_Given problem_: State how many lines of the records below include the word "building", and reply with the number alone.

_Dataset rows_:
· · · · · · ·

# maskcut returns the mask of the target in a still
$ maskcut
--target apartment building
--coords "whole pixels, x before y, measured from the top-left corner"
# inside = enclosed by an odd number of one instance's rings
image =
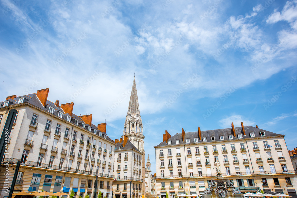
[[[216,176],[215,160],[224,178],[243,192],[263,189],[296,197],[297,179],[285,135],[250,126],[185,132],[166,131],[156,152],[157,196],[204,193]]]
[[[107,135],[106,123],[96,126],[91,114],[75,114],[73,102],[60,105],[59,101],[48,100],[49,91],[12,96],[1,103],[1,132],[10,110],[17,113],[4,160],[9,164],[9,175],[4,175],[3,163],[0,179],[8,177],[11,182],[20,160],[15,192],[68,193],[73,189],[76,197],[83,197],[97,196],[101,190],[102,195],[111,197],[116,144]],[[4,185],[0,184],[1,197],[7,195]]]

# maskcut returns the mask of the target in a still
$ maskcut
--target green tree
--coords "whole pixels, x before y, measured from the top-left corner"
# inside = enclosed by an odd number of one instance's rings
[[[71,193],[70,194],[70,197],[69,198],[74,198],[74,191],[73,191],[73,189],[72,189],[71,191]]]
[[[102,198],[102,194],[101,194],[101,191],[99,191],[97,198]]]

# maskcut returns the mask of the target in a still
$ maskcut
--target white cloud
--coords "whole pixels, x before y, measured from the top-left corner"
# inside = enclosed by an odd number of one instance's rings
[[[231,128],[231,124],[233,122],[235,127],[241,126],[241,122],[243,123],[244,126],[251,126],[255,124],[255,122],[245,118],[240,115],[233,115],[225,117],[219,121],[219,125],[224,128]]]

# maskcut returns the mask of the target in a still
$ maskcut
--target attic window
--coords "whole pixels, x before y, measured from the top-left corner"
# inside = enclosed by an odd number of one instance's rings
[[[48,112],[50,112],[51,113],[53,113],[53,108],[50,107],[50,108],[48,108]]]
[[[24,98],[20,98],[19,99],[19,102],[18,103],[22,103],[24,101]]]

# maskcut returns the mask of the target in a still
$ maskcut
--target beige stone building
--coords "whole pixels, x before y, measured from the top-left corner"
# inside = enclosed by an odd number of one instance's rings
[[[297,179],[285,135],[251,126],[181,133],[167,131],[154,147],[157,196],[204,193],[216,169],[243,192],[260,190],[296,196]],[[215,166],[215,160],[219,165]]]
[[[73,102],[60,105],[58,101],[48,100],[49,91],[48,88],[12,96],[2,103],[1,132],[9,110],[16,110],[17,114],[4,161],[9,164],[9,175],[4,175],[2,163],[0,180],[8,177],[11,182],[20,160],[15,192],[68,193],[73,189],[77,197],[87,194],[93,197],[100,190],[111,197],[116,144],[106,134],[106,123],[95,126],[91,114],[75,115]],[[0,195],[7,196],[1,183]]]

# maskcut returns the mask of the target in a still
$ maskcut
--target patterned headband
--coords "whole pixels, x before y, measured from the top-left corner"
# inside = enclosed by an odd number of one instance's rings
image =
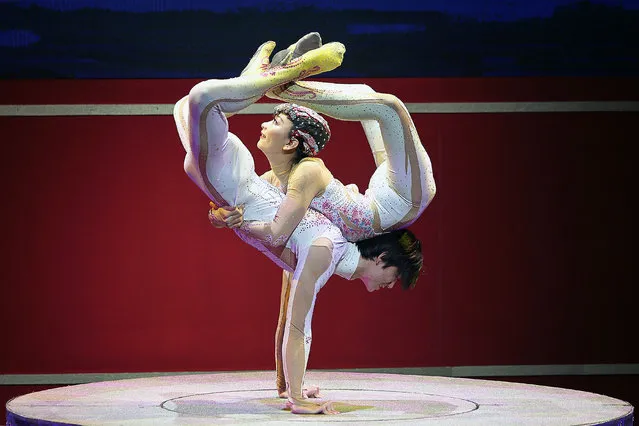
[[[285,114],[291,122],[291,136],[302,143],[307,155],[316,156],[331,138],[331,129],[324,118],[310,108],[296,104],[280,104],[275,115]]]

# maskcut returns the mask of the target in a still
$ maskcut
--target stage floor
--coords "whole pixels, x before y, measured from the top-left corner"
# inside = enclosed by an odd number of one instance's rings
[[[336,415],[283,410],[274,372],[160,376],[96,382],[23,395],[7,425],[211,425],[290,422],[437,425],[615,425],[633,422],[627,402],[569,389],[492,380],[308,372]],[[379,423],[381,422],[381,423]]]

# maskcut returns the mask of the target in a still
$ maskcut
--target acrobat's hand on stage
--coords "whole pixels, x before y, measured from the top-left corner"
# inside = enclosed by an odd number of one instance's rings
[[[339,414],[339,411],[333,408],[333,403],[331,401],[327,401],[322,404],[292,404],[288,402],[286,407],[290,408],[291,413],[293,414]]]
[[[216,228],[239,228],[244,221],[244,211],[241,207],[223,206],[217,207],[215,203],[210,202],[209,206],[209,222]]]
[[[305,398],[321,398],[318,386],[309,386],[308,389],[302,390],[302,393]],[[288,392],[286,391],[280,392],[279,395],[280,398],[288,398]]]

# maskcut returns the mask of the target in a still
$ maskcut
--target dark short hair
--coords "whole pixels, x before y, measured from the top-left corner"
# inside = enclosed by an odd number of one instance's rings
[[[408,229],[399,229],[355,243],[364,259],[379,255],[384,268],[396,266],[404,290],[415,287],[423,266],[422,244]]]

· · · · · · ·

_Expected answer_: 2